Directives:
1. List every historical event or setting paired in the "From the California Gold Rush" sentence of the post about the genealogy show Who Do You Think You Are?
2. Write a continuation of the post about the genealogy show Who Do You Think You Are?, starting after its final sentence.

— START OF Selected excerpt —

As you know from other posts and podcasts, I do enjoy genealogy and the research that goes into unraveling my family tree. Last year, I came across a show on BBC Television in the UK called Who Do You Think You Are? I was able to watch most of the last (seventh) season and scattered other episodes from different seasons in the English and Australian versions via YouTube and other methods. (Since it's only on British television and the DVDs are only Europe and UK region-coded, so I can't watch them easily.) I have yet to watch an episode didn't completely captivate me. Maybe it's my love of Genealogy, or my love of hunting down a mystery, but the show grew on me.
Coming March 5 on NBC is the American version of this outstanding show. Here is the synopsis from the official NBC site:
“Who Do You Think You Are?” is an adaptation of the award-winning hit British television documentary series. The seven-episode program will lead celebrities on a journey of self-discovery as they unearth their family trees that reveal surprising, inspiring and even tragic stories that are often linked to crucial events in American history.
From the California Gold Rush to the Salem witch trials, from European aristocracy to the beaches of Africa, and from the Civil War to the Holocaust, “Who Do You Think You Are?” will reveal the fabric of humanity through everyone's place in history. Each week, a different celebrity takes a journey into their family's past, traveling all over the world. Viewers are given an in-depth look into their favorite stars' family trees, and each episode will expose surprising facts and emotional encounters that will unlock people's emotions — showing just how connected everyone is not only to the past, but to one another.

— END OF Selected excerpt —
— START OF Dataset content —

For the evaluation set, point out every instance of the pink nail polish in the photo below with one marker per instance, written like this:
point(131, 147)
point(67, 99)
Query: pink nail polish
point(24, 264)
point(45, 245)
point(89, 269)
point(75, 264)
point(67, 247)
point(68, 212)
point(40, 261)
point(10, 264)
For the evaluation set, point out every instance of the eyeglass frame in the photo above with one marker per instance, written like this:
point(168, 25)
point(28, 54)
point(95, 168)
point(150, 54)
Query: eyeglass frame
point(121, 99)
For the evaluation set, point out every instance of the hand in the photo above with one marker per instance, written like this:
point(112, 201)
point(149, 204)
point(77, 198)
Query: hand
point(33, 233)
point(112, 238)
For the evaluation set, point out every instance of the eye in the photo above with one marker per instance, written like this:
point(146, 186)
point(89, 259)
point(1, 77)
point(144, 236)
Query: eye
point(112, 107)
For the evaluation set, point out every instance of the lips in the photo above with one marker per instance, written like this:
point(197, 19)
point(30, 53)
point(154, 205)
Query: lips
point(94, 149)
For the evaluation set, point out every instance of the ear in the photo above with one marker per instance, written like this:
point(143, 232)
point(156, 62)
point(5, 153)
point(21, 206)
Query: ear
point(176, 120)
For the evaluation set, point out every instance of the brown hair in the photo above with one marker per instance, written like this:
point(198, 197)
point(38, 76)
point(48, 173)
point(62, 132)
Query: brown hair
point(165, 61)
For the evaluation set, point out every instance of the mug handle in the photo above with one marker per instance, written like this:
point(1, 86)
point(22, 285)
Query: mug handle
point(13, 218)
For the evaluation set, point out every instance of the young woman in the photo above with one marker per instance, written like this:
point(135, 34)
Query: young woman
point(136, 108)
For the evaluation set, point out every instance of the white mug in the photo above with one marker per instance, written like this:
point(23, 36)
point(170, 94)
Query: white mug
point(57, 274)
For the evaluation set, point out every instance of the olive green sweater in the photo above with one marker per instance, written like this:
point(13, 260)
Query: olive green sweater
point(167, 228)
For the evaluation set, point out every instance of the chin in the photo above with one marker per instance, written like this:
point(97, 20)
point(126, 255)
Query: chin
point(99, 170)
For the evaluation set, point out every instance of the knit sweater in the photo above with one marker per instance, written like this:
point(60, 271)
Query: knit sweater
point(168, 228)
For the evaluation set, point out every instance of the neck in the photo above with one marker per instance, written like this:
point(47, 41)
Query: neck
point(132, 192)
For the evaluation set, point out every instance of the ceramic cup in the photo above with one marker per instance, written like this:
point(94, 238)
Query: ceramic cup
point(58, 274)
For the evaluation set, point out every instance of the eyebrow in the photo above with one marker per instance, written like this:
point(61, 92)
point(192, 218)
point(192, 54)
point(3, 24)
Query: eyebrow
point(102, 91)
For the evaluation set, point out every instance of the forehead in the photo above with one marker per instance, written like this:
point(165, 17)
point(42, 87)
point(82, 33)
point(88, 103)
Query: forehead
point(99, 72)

— END OF Dataset content —
— START OF Dataset content —

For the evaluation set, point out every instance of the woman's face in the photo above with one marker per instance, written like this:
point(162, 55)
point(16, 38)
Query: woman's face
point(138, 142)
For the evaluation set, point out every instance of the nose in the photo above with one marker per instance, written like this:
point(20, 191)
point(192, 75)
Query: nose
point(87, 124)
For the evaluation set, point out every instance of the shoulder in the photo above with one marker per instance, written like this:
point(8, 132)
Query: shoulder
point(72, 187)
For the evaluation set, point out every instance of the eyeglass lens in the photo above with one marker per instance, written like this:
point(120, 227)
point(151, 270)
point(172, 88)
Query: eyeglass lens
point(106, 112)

— END OF Dataset content —

The responses:
1.
- California Gold Rush
- Salem witch trials
- European aristocracy
- Beaches of Africa
- Civil War
- Holocaust

2.
I know what you're thinking, “Another celebrity reality show?” But, no, it's nothing like that. There is no rehab or weight loss involved. Truth be told, this show could be about any random person in the world and I would still be very interested. Though, celebrities do bring a unique attraction to the show since it's interesting to see where they came from and that most of their family histories parallel our own. It will be nice to watch the show with celebrities that I recognize. The UK and AU versions didn't have as many celebrities that I knew besides people like Stephen Fry, Jeremy Clarkson, and Jerry Springer (born in England.)
“Why are you telling us this?”, you may ask. Mainly, I'm not sure how much marketing this show will get and I want everyone to give it a shot. People, including me, always complain about the crap on television and all of the useless reality shows that keep popping up. Well, this is fortunately not one of those shows. We need people to enjoy it and watch it to keep it on the air. We don't want it to become the next Arrested Development.
Hopefully, besides enjoying the show, maybe it will get you interested in your own family tree. There is no time like the present to start researching your family history. Now is the time to talk to your more elder ancestors and collect the fascinating stories they may have. Take it from me, some of these stories and facts will fade along with these people, never to be found again. I sometimes wish I would have started just a year earlier in my research.
Below is NBC's preview of the show. (If it's not working, you can watch it here.)
Though, if you do get interested in genealogy, here are some great starting links and there is always my genealogy site.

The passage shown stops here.